◆ Trecho do texto

Responsáveis pelo planejamento estratégico muitas vezes não enxergam como o futuro pode contrariar projeções e surpreender a todos. É possível contornar isso com um raciocínio voltado para a simulação de diferentes cenários, que pode ajudá-lo a identificar ameaças (e oportunidades) escondidas nas sombras – ou que ainda nem surgiram
Existe um ponto cego que afeta o desempenho de executivos que participam de planejamento estratégico. Eles se concentram exclusivamente nos possíveis cursos de ação e dão pouca atenção ao futuro contexto socioeconômico e ambiental em que essas ações terão lugar. Ao longo dos nossos 70 anos (somados, é claro) de pesquisas, práticas e ensino, nós, assim como outros, pudemos observar que as lideranças de negócios tendem a trabalhar com uma única visão implícita de futuro.
Essa visão normalmente está enraizada em suas estratégias como um conjunto de premissas incontestes sobre o contexto futuro. Chamamos esses conjuntos de cenários fantasmas, por serem invisíveis – e porque eles podem aparecer para assombrar os executivos.
Um cenário fantasma surge quando um executivo projeta uma lista pequena de tendências explícitas e não se pergunta se elas podem mudar. Veja, por exemplo, a maneira como as chocantes mudanças climáticas vieram perturbar o transporte ferroviário no Reino Unido. No verão de 2022, temperaturas superiores a 40ºC foram registradas pela primeira vez no país. O calor nos trilhos de trem passou de 60ºC, o que fez com que eles entortassem, provocando cancelamento de viagens ou redução de velocidade em alguns trechos. Os trilhos haviam sido projetados para um ambiente em que a temperatura do ar não passaria de 27ºC. A rede ferroviária britânica foi concebida e construída para funcionar em um cenário que não era o de 2022, mas em um que deduziu, implicitamente, que o clima jamais mudaria.
Pesquisas sobre a percepção humana demonstraram que as pessoas distinguem um objeto do cenário quando o trazem para a frente, enquanto o restante recua. Nós podemos nos concentrar no objeto ou no cenário, mas nunca em ambos ao mesmo tempo. A clássica ilusão de óptica do Vaso de Rubin é um exemplo conhecido desse desafio de percepção. Ou vemos um vaso ou dois rostos de perfil, mas nunca o vaso e os rostos simultaneamente. Para enxergar as duas coisas, é preciso alternar as imagens.
É importante que os executivos percebam como a capacidade das pessoas de focar em um assunto pode também cegá-las em relação a uma informação do contexto. É comum vermos líderes deixando de ver o ambiente no qual aplicarão suas estratégias, e do qual elas dependem.

◆ Informações exibidas
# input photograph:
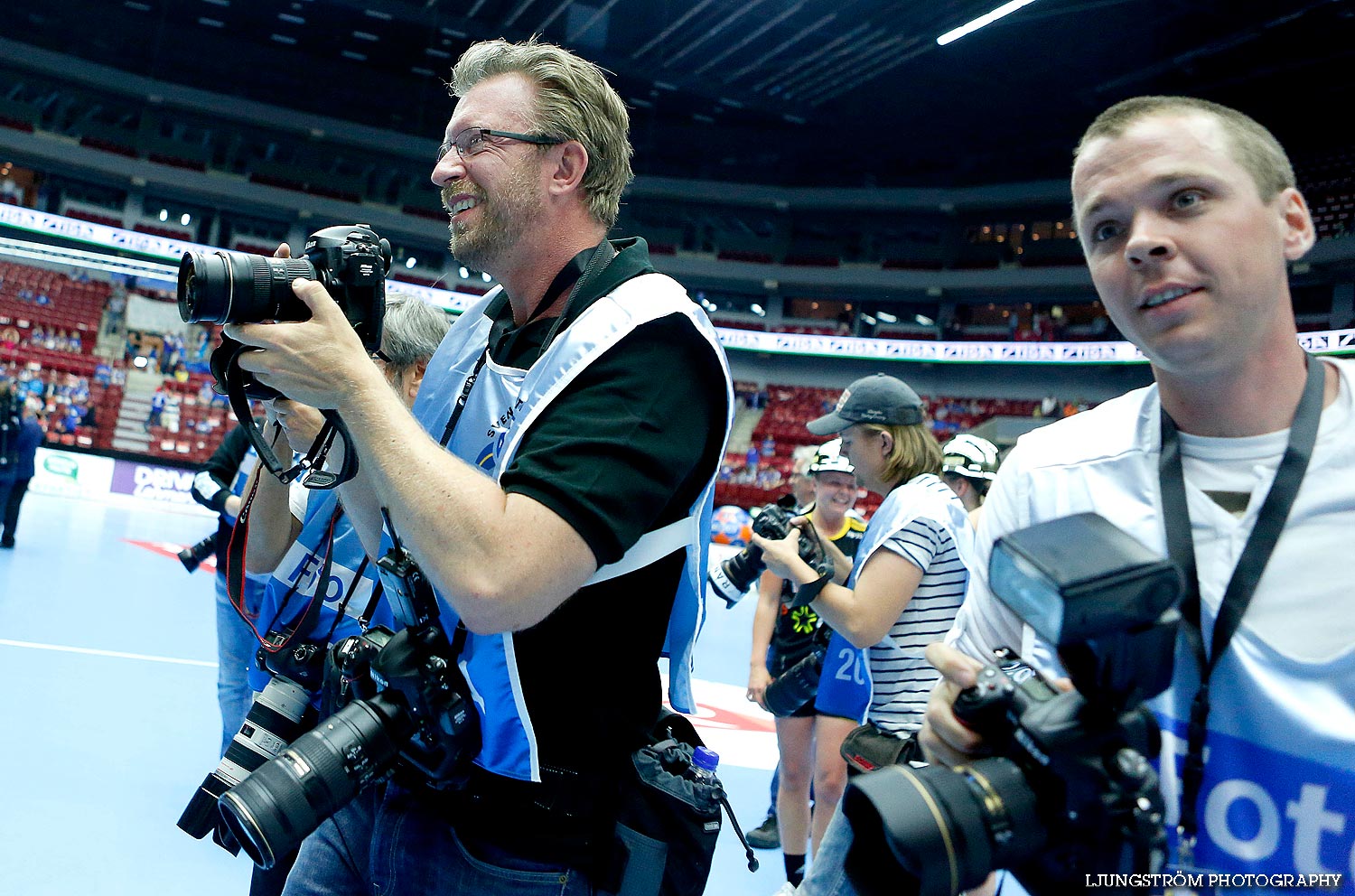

◆ O exercício
Dê continuidade ao texto sobre os cenários fantasmas no planejamento estratégico, começando logo após a última frase apresentada.

◆ Resposta do exercício
Eles podem ver a infraestrutura física, como os trilhos do trem, como um fundo relativamente estático, e dedicar sua atenção a tendências que parecem mais relevantes para o planejamento do negócio, como as preferências e hábitos do consumidor. Mas isso pode levá-los a implementar uma estratégia que seja atropelada por premissas não verificadas, mas entrelaçadas no panorama. Como uma onda de calor que deforma os trilhos do trem.
Deixar de verificar essas premissas embutidas no planejamento é arriscado, assim como não considerar os futuros alternativos possíveis por meio de um planejamento de cenários. Fazer essa simulação pode ajudar os executivos a explorar as possibilidades de suas estratégias em condições diversas. Para evitar cenários fantasmas, vamos examinar duas organizações globais com as quais trabalhamos no Oxford Scenarios Programme.
A companhia AXA tem 95 milhões de clientes em mais de 50 países, com produtos na área de seguros de acidentes, seguros de vida, poupança e gestão de ativos. Uma das metas estratégicas da empresa é manter sua posição de liderança na questão climática. Por isso, os executivos da AXA escolheram desenhar o contexto futuro dessa meta por um intervalo de tempo definido. Assim, poderiam observar as possíveis mudanças e como precisariam se adaptar, se necessário.
A empresa estava interessada em entender como as próximas tendências de ESG afetariam a meta estabelecida. Por exemplo, como o público reagiria se achasse que as organizações estavam camuflando seu impacto ambiental ou que suas credenciais de ESG fossem falsas? Portanto, em vez de deixar que os requisitos de ESG atuais criassem o cenário fantasma, a empresa buscou o que poderia ser o futuro do ESG. De forma mais ampla, a AXA quis entender outros contextos de sustentabilidade que poderiam surgir para as empresas.
Participantes e facilitadores do exercício de simulação trabalharam em grupos para olhar para o ambiente futuro. Um cenário projetou que seguradoras isoladas seriam engolidas por plataformas tecnológicas. Em outro, os governos implantaram normas de ESG que responsabilizavam escolhas estratégicas das empresas. Em uma terceira equipe, as mudanças climáticas foram mais rápidas que o esperado, fazendo com que as organizações tivessem que mudar suas prioridades para tentar lidar com a crise gerada ou então se concentrar apenas na redução de emissões, abandonando as agendas social e de governança.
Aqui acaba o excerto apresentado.